● **TEKS YANG DISEDIAKAN**
● ● ● ● ●

Lebih lanjut, Venus menguraikan konsep capital gain dan dividen, serta menjelaskan bahwa memahami siklus pasar dapat menjadi alat penting untuk menghindari kerugian besar.

Ia menyampaikan bahwa pasar modal memiliki siklus mingguan, tahunan, bahkan dekade, dan menekankan bahwa tanpa kesabaran dan perencanaan, investor bisa tersapu oleh fluktuasi.
Ia juga menyarankan agar mahasiswa mulai berinvestasi dengan jumlah kecil, seperti Rp100 ribu per bulan, namun tetap konsisten dan cermat dalam memilih saham.
Sedangkan pembicara kedua, Hesty Tri Budihartati, S.E., M.M., memperkuat pembahasan mengenai urgensi literasi keuangan dengan data dan realita di lapangan.
Ia menyebutkan bahwa meski jumlah investor Indonesia mencapai lebih dari 16 juta jiwa, tingkat literasi pasar modal masih di bawah 5 persen.
“Banyak yang punya akun efek tapi tidak tahu apa itu emiten, apa itu KSEI, bahkan tidak paham beda tabungan dan investasi. Inilah yang memicu mudahnya masyarakat terjebak dalam skema investasi bodong.”
“Saya ingin teman-teman paham, investasi itu bukan sekadar tren, tapi alat untuk melawan inflasi. Jadi jangan cuma ikut-ikutan, pelajari dulu dasarnya,” ucap Hesty.
Hesty juga menyoroti pentingnya memiliki alokasi keuangan yang sehat. Ia mengimbau agar seseorang mampu membedakan antara kebutuhan dan keinginan dalam pengeluarannya.

● ● ● ● ●

● **BAGIAN DATA**
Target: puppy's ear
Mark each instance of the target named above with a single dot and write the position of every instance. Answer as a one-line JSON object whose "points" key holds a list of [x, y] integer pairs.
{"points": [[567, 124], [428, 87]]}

● ● ● ● ●

● **PERSYARATAN**
1 - Jawab pertanyaan berikut berdasarkan teks tentang investasi:
(a) Berapa jumlah investor Indonesia menurut Hesty Tri Budihartati?
(b) Berapa nominal investasi per bulan yang dicontohkan Venus untuk mahasiswa?
(c) Siklus apa saja yang dimiliki pasar modal menurut Venus?
2 - Dalam teks tentang investasi, sebutkan semua hal yang menurut kutipan tidak diketahui oleh banyak pemilik akun efek.
3 - Salin kata demi kata bagian teks tentang investasi yang dimulai pada kata-kata "Lebih lanjut, Venus" dan berhenti setelah kata-kata "dalam memilih saham.".
Data tersebut merupakan bahan yang terpisah dari teks tentang investasi.

● **JAWABAN BERURUTAN**
1 -
(a) Lebih dari 16 juta jiwa.
(b) Rp100 ribu per bulan.
(c) Siklus mingguan, tahunan, dan dekade.

2 -
- Apa itu emiten
- Apa itu KSEI
- Beda tabungan dan investasi

3 -
Lebih lanjut, Venus menguraikan konsep capital gain dan dividen, serta menjelaskan bahwa memahami siklus pasar dapat menjadi alat penting untuk menghindari kerugian besar.

Ia menyampaikan bahwa pasar modal memiliki siklus mingguan, tahunan, bahkan dekade, dan menekankan bahwa tanpa kesabaran dan perencanaan, investor bisa tersapu oleh fluktuasi.
Ia juga menyarankan agar mahasiswa mulai berinvestasi dengan jumlah kecil, seperti Rp100 ribu per bulan, namun tetap konsisten dan cermat dalam memilih saham.